A norma, em qualquer das suas versões, integra uma medida anti-abuso, na medida em que o legislador terá pretendido (para além do alargamento da base tributável) evitar a manipulação do resultado fiscal.

No caso, não se suscitando dúvidas quanto ao preenchimento dos requisitos do art. 18º, n.º 9, alínea a), do CIRC, há apenas que saber se é aplicável a limitação que consta do art. 45.º, n.º 3, do mesmo Código.

O já referido acórdão deste Supremo Tribunal de 6 de Junho de 2018, proferido no processo com o n.º 582/17, responde a esta questão nos seguintes termos:

«Estas “mais-valias ou menos-valias” assim determinadas pelo Justo Valor são meramente potenciais ou provisórias – o valor dos activos consubstancia-se numa posição financeira – porque não há uma efectiva entrada de capital ou perda de capital face ao custo histórico, tal como é reconhecido pelo próprio legislador nacional no artigo 32.º, n.º 2 do CSC.

Não há, assim, qualquer dúvida de que (…) à posição financeira negativa resultante do Justo Valor, não lhe “... subjaz uma motivação de evasão fiscal, por arbitrariedade valorimétrica, pela razão simples de que a tributação do fair value se cinge aos activos transaccionados em mercado organizado, onde a cotação do activo (valorização e desvalorização) se desenraíza, totalmente, da vontade fiscal do contribuinte… A vontade do contribuinte nunca molda o facto tributário assente no fair value: desaparece o óbice económico do lock-in (o facto tributário dissocia-se da decisão de venda); se os proveitos do justo valor são totalmente tributados (nunca se lhes aplica o regime das mais e menos-valias), os gastos também devem ser aceites na totalidade; e não há, por fim, uma assimétrica inclinação para a realização do custo de justo valor, por comparação com o ganho – pela razão simples de que o facto tributário do justo valor (positivo e negativo) dissocia-se, totalmente, da vontade do sujeito passivo” (cfr. Tomás Castro Tavares, idem, págs. 1143 e 1144).

As suas tarefas
1. Como fica em inglês a frase do excerto «A norma, em qualquer das suas versões, integra uma medida anti-abuso, na medida em que o legislador terá pretendido (para além do alargamento da base tributável) evitar a manipulação do resultado fiscal.»?
2. Qual é o trecho do excerto que abre com as palavras que contêm "O já referido" e fecha com "n.º 2 do CSC."? Extraia-o tal como está.
A listagem que se segue é material independente do excerto.

Material extraído
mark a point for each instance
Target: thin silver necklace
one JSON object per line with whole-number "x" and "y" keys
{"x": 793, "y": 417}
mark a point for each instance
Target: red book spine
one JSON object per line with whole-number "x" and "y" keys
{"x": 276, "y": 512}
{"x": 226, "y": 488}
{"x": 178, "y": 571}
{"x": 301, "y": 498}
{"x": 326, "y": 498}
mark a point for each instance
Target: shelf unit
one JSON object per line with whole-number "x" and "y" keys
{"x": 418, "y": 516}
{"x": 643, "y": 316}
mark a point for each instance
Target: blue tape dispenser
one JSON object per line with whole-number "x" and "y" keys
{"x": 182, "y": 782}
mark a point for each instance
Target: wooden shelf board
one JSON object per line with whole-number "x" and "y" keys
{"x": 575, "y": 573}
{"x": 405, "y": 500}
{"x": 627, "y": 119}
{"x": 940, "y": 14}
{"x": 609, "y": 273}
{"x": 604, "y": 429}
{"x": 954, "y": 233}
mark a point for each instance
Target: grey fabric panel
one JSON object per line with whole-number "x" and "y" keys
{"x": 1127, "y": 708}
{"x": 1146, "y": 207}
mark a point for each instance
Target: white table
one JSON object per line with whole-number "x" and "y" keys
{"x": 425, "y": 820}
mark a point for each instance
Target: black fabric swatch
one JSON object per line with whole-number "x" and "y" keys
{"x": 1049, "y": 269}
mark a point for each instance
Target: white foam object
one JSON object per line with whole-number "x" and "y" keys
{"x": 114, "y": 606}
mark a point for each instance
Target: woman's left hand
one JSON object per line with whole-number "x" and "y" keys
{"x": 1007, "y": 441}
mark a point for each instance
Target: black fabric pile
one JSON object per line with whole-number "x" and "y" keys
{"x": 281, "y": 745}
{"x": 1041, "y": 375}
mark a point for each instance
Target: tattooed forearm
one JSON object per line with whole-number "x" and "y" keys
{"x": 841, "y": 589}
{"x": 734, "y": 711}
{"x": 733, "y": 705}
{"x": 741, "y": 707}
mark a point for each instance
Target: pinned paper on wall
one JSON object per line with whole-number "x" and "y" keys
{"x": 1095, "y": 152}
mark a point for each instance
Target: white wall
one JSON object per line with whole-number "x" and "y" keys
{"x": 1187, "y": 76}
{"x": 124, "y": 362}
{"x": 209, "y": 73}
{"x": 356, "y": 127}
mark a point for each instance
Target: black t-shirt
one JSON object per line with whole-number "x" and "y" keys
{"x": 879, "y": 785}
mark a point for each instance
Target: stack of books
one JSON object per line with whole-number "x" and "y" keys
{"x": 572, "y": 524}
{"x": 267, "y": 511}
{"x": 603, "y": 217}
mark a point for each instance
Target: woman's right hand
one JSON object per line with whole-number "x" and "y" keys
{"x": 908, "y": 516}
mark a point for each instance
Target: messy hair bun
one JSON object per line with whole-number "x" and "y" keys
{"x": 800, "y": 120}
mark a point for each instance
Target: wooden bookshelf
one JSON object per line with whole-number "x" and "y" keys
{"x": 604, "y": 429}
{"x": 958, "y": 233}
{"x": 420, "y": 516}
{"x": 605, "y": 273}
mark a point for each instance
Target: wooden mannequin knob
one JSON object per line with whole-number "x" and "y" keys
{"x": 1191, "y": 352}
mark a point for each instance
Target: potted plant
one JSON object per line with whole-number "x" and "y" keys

Respostas
1. The provision, in any of its versions, embodies an anti-abuse measure, insofar as the legislature presumably sought (beyond broadening the tax base) to prevent the manipulation of taxable income.

2.
O já referido acórdão deste Supremo Tribunal de 6 de Junho de 2018, proferido no processo com o n.º 582/17, responde a esta questão nos seguintes termos:

«Estas “mais-valias ou menos-valias” assim determinadas pelo Justo Valor são meramente potenciais ou provisórias – o valor dos activos consubstancia-se numa posição financeira – porque não há uma efectiva entrada de capital ou perda de capital face ao custo histórico, tal como é reconhecido pelo próprio legislador nacional no artigo 32.º, n.º 2 do CSC.